Consigne
Transcrivez à l'identique le passage du sermon ci-dessous qui commence à « Nous sommes heu­reux » et se termine à « Sainte Vierge Marie. ».

Extrait du texte
--------------------

Sermon de Mgr Lefebvre – 25 ans de sacerdoce du Père Marziac – 11 février 1979

Cher Père Marziac

Nous sommes heu­reux aujourd’hui de nous trou­ver auprès de vous, en cet anni­ver­saire de votre ordi­na­tion sacer­do­tale, afin qu’avec vous, nous puis­sions rendre grâces à Dieu au cours de cette sainte Messe que vous allez célé­brer, sous le signe de la très Sainte Vierge Marie.

Nous allons rendre grâces avec vous, de toutes les grâces que vous avez reçues vous-​même. Nous tous qui sommes ici, vos parents, amis, ceux qui éga­le­ment ont reçu par votre inter­mé­diaire des grâces abon­dantes. Et j’aurais garde d’oublier tous ceux qui ont contri­bué à la pré­pa­ra­tion de votre voca­tion, à la réa­li­sa­tion de votre voca­tions ; tous ceux qui ont contri­bué avec vous, à répandre les grâces que le Bon Dieu a vou­lu don­ner aux âmes par vos mains.

Et ceux-​là sont nom­breux. Dieu seul les connaît – même vous, je pense – vous ne les connais­sez pas. Beaucoup d’âmes recon­naî­tront un jour qu’elles ont reçu par vous, des grâces et s’associeront à votre joie et à la gloire que le Bon Dieu vous don­ne­ra, pour les grâces que vous avez données.

--------------------

Données enregistrées
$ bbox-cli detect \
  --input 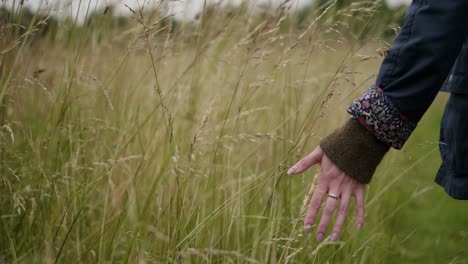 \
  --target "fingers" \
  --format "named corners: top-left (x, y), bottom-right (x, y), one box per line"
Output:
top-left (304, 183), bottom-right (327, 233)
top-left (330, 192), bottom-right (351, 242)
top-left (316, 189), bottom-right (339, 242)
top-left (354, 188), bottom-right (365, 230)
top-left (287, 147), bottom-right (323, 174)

--------------------

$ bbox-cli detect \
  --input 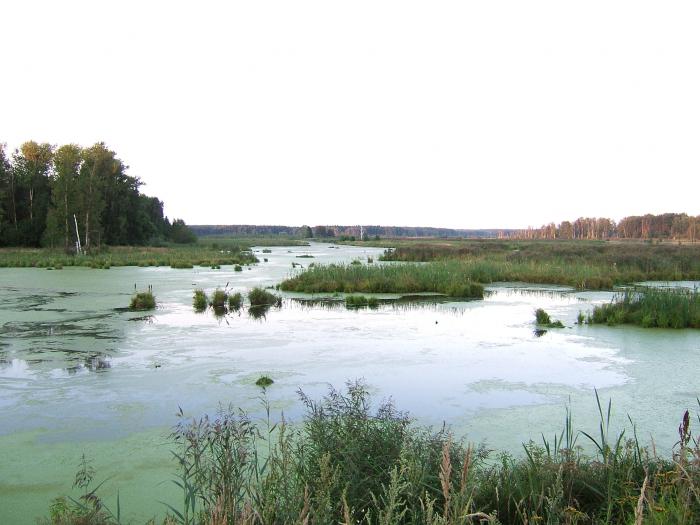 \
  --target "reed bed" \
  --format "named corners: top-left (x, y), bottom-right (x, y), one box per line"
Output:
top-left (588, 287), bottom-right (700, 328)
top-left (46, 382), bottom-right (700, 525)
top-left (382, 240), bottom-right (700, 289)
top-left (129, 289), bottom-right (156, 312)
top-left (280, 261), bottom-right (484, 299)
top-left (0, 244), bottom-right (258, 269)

--------------------

Corrigé
Nous sommes heu­reux aujourd’hui de nous trou­ver auprès de vous, en cet anni­ver­saire de votre ordi­na­tion sacer­do­tale, afin qu’avec vous, nous puis­sions rendre grâces à Dieu au cours de cette sainte Messe que vous allez célé­brer, sous le signe de la très Sainte Vierge Marie.